- **Page**:
= = =

Thank you so much! It was great to see this beautiful place and I really enjoyed it there 🙂 Thank you very much for the compliment 🙂
Have a fantastic day
Wow! This place seems surreal, Tom! Exceptional post and a very inspiring one! How long does it take to explore it?
Hi Agness, thank you very much for your comment. This place was really interesting and it takes between 30 and 60 minutes to explore it.
Have a fantastic day
Wow, we have been to Bangkok 4 times now, and never heard of this place…. but it totally looks like a little oasis in a concrete jungle (and jungle that i love BTW). Thanks for sharing this hidden jem….added it to the list for our next visit!
Hi Mike, thank you for your comment. I think I could live in Bangkok for years and would still be able to discover something new every day 😀 I hope you can visit this hidden gem on your next trip to this great city.
Have a fantastic day
I wish I’d known about this when I was in Bangkok! I definitely would have stopped in, I love going to places that really let you visualize the past. It also sounds like a great way to temporarily escape the chaos that is Bangkok! lol
Hi Vicky, thank you very much for your comment. The Kamthieng house is really a cool place and maybe you can see it if you go back to Bangkok 😀 It really is a nice place to escape the busy streets.
Have a fantastic day
A ghost house! Wow! I have been to Bangkok but never heard of this. I loved the story behind and the Lanna culture. Must visit next time . Thanks.
Hi Nisha, thank you for your comment. I only discovered it by chance too, but I was really glad I did.
Have a great day
Kamthieng sounds so full of culture and history! I love the mysticism around it too with believing that the spirits are still in the house and the magic surrounding their tattoos. What a great quick stopover!
Hi Kate, thank you for stopping by. I really loved the mystical stuff as well. The tattoos were so great!
Have a great day
I always thought Bangkok was such a busy city, but I had no idea there was something as peaceful as this. I’d love to visit Kamthieng House and relax from the bustle of the city. That’s interesting how most of the men had tattoos and why.
Hi Marissa, Bangkok is a very busy city, but especially because of that, one can appreciate the little and peaceful things even more 🙂 Thank you for your comment.
Have a great day
I love little “hidden gems” like these. It always amazes me how various Asian countries manage to pull this off. You could be in the middle of a large metropolis, and then all of the sudden, you step into a place like the Kamthieng House, and all of the sudden, the city just seems to fade away!
Hi Kiyoko, thank you for your comment. That’s one of the things I really love about Bangkok. It’s so diverse!
Have a great day
Thank you for sharing this Tom! We’ve never been to Thailand, but would love to go there one day. People tell us that we should spend at least 2 days in Bangkok because it’s an impressive city after all. Many people we know go there for shopping. But since shopping is not too much our thing, it’s good to know that there are other things to do, such as visiting 19th century houses/museums like the Kamthieng House in Bangkok (even if it’s not at its original location). As an archaeologist, I love visiting “old” houses to see how locals used to live, especially in Asia since I didn’t study about Asian history. In Vietnam and China we visited a few of those old houses, and they are now the best memories of our trips. The most interesting thing I find here is the Talaeo: it’s nothing like we’ve ever seen or heard of in the other surrounding Asian cultures. It almost looks Jewish because of the stars… The paintings on the cloth talismans are quite intriguing too. I’d love to analyze them in detail to learn more about their meaning. If you know more hidden gems like the Kamthien House in Bangkok, please share! 🙂
Hi Mei, thank you very much for your nice comment! A lot of people don’t really like Bangkok, but we think it’s an amazing place. Just skip Khao San Road 🙂 You’re right, there are a lot of shopping options (like in every Megapolis), but there are so many hidden gems as well. I bet you would love the Kamthieng House, it really has a lot of character. The Taleo is great and you can even see different ones. You seem tho have a great knowledge about history, I bet it’s amazing to go to see such places with you 🙂 Of course we’ll share the cool findings 🙂 Thank you again for your comment.

= = =

- **Given task A**: Copy the blog comments about the Kamthieng House from "Hi Nisha, thank" up to and including "great quick stopover!".
- **Given task B**: According to the blog comments about the Kamthieng House, how long does it take to explore the place?
The lines that come after the blog comments are separate material.

(Pointing and labeling entries)
= = =

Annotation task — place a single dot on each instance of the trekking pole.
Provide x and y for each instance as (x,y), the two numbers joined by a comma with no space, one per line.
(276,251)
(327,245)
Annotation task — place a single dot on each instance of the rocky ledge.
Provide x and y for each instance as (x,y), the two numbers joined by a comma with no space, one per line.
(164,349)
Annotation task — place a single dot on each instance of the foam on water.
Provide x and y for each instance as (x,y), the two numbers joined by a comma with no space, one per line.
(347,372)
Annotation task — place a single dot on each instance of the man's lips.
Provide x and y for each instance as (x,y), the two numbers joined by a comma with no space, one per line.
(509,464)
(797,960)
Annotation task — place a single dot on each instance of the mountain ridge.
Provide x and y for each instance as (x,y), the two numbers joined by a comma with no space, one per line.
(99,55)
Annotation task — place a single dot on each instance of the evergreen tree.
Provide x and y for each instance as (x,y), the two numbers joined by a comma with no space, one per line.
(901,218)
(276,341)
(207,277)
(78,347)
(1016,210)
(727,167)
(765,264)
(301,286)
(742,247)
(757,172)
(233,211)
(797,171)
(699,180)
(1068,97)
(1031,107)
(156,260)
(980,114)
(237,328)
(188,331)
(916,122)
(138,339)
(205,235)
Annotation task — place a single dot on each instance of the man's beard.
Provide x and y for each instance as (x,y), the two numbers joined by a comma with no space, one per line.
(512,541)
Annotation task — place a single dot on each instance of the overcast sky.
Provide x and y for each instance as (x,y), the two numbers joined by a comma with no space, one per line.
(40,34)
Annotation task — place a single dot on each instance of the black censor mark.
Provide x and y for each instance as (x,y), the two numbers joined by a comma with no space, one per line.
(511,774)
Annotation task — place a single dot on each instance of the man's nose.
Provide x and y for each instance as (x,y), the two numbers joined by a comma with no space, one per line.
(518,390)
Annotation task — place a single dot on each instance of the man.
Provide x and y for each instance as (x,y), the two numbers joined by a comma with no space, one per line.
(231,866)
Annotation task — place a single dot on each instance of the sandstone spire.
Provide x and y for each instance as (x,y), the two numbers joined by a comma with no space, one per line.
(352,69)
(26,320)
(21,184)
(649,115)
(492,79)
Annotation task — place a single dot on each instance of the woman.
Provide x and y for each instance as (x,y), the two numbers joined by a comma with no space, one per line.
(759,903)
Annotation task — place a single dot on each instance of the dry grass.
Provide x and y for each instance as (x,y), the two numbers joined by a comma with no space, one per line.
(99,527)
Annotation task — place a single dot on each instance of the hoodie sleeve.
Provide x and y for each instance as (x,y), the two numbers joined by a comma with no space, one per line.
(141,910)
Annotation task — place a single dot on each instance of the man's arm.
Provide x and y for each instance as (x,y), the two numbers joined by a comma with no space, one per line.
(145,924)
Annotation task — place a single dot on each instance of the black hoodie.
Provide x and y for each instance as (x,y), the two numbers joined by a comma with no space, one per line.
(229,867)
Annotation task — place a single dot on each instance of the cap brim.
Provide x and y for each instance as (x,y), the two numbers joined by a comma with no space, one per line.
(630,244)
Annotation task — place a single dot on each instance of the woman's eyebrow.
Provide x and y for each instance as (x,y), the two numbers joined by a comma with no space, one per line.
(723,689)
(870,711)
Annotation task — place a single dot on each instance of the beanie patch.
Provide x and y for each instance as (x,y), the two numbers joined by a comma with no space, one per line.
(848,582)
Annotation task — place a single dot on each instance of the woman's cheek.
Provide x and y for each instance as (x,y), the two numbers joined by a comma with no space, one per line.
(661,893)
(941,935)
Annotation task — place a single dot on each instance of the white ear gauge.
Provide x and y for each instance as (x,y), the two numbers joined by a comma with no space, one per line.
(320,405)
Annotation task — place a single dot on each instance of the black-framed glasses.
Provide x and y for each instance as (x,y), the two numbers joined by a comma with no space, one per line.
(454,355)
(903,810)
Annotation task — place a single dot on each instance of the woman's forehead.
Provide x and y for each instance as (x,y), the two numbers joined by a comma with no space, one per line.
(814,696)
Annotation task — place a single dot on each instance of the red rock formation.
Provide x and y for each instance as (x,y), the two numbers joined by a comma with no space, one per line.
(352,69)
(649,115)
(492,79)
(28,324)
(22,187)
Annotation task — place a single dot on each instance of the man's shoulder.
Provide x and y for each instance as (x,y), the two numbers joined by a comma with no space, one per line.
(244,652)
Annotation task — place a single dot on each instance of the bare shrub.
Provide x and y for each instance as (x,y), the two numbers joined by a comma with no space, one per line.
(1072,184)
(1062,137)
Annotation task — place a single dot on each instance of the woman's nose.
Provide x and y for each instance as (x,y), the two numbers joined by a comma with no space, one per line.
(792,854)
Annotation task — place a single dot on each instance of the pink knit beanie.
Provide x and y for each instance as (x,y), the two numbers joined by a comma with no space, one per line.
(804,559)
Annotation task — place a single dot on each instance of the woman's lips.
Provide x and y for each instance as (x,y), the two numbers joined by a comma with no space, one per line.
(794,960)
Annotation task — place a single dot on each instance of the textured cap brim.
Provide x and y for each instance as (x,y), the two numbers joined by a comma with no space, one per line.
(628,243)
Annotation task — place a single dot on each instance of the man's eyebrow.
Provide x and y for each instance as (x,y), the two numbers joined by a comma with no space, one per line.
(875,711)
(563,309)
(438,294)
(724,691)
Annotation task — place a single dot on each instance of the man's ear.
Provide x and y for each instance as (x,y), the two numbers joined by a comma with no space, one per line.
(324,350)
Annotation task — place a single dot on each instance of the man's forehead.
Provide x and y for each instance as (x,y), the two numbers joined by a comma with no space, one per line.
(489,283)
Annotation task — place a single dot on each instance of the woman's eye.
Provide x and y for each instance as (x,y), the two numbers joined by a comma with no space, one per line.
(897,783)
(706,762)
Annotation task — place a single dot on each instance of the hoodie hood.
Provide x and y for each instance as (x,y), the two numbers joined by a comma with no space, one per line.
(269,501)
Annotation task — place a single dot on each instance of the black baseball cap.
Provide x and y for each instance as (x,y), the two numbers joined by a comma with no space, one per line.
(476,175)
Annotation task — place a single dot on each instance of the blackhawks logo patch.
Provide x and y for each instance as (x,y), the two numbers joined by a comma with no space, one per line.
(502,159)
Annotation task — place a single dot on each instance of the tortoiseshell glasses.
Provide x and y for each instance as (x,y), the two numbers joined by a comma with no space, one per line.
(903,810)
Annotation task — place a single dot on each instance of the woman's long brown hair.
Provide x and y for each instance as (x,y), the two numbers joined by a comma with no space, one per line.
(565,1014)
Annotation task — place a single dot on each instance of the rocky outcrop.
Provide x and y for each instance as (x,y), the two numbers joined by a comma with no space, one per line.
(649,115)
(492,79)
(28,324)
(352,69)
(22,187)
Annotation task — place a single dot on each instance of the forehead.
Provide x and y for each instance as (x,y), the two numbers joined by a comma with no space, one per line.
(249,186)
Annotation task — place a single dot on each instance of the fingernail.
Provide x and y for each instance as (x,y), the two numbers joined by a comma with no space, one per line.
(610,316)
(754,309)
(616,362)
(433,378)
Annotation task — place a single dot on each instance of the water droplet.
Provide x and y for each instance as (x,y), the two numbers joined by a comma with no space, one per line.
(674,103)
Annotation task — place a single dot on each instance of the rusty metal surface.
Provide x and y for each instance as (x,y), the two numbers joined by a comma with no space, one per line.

= = =

- **Output A**:
Hi Nisha, thank you for your comment. I only discovered it by chance too, but I was really glad I did.
Have a great day
Kamthieng sounds so full of culture and history! I love the mysticism around it too with believing that the spirits are still in the house and the magic surrounding their tattoos. What a great quick stopover!

- **Output B**: Between 30 and 60 minutes.